_What is being asked:_
Answer these from the report on Hamas and incendiary kites:
1. Which newspaper reported that Hamas intends to gradually decrease the kite launches?
2. In what month did the kite phenomenon begin?
3. What date does the photo caption give?

_Supplied passage:_
↓↓↓

Hamas said to agree to gradually decrease flaming kite attacks on Israel

Report says terror group intends to wind down airborne incendiary assaults in coming days to prevent dragging Gaza into war

Adam Rasgon is a former Palestinian affairs reporter at The Times of Israel

Illustrative: Incendiary balloons are flown toward Israel during clashes between Palestinians and Israeli troops east of Gaza City, along the border between the Gaza Strip and Israel, on July 13, 2018. (AFP Photo/Mahmud Hams)
Illustrative: Incendiary balloons are flown toward Israel during clashes between Palestinians and Israeli troops east of Gaza City, along the border between the Gaza Strip and Israel, on July 13, 2018. (AFP Photo/Mahmud Hams)

The Hamas terror group intends to gradually decrease the launching of incendiary kites from the Gaza Strip into southern Israel, the Palestinian Al-Quds daily reported Wednesday, citing “well-informed Palestinian sources.”

The kites, some of which Israel says are also booby-trapped with explosives, have wreaked havoc in the Israeli communities surrounding the Gaza Strip since the phenomenon began in April, sparking fires that have scorched thousands of acres and caused millions of shekels in damage.

↑↑↑

_Provided information:_
↓↓↓

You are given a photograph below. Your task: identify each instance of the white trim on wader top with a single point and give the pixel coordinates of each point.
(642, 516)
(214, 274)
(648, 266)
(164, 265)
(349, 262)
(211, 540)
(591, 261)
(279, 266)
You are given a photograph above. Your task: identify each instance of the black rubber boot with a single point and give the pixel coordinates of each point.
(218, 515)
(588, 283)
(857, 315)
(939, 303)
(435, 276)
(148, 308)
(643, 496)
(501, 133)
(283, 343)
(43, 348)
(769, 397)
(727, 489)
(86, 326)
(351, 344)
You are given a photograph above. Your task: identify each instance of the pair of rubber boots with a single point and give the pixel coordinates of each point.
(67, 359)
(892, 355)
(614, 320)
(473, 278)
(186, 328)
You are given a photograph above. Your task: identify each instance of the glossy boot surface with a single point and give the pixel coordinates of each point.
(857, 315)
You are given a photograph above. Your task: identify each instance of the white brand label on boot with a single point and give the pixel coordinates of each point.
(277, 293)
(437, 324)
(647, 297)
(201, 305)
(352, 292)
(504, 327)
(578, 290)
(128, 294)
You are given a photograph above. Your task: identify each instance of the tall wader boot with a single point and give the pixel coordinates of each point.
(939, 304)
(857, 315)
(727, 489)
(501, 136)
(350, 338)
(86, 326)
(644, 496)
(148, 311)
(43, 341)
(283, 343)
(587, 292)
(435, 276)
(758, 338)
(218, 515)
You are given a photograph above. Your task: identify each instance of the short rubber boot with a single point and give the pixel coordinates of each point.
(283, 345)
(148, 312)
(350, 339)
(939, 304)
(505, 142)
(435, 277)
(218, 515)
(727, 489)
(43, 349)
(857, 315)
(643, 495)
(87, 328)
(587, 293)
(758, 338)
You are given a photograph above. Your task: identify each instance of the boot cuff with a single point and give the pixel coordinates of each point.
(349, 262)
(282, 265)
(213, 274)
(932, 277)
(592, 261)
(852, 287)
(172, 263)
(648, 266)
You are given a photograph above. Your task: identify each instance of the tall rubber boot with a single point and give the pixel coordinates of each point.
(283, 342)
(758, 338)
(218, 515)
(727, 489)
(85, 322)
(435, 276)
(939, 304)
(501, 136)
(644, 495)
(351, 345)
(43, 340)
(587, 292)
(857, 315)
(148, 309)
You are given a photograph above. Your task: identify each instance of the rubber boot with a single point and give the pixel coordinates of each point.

↑↑↑

_Expected answer:_
1. The Palestinian Al-Quds daily
2. April
3. July 13, 2018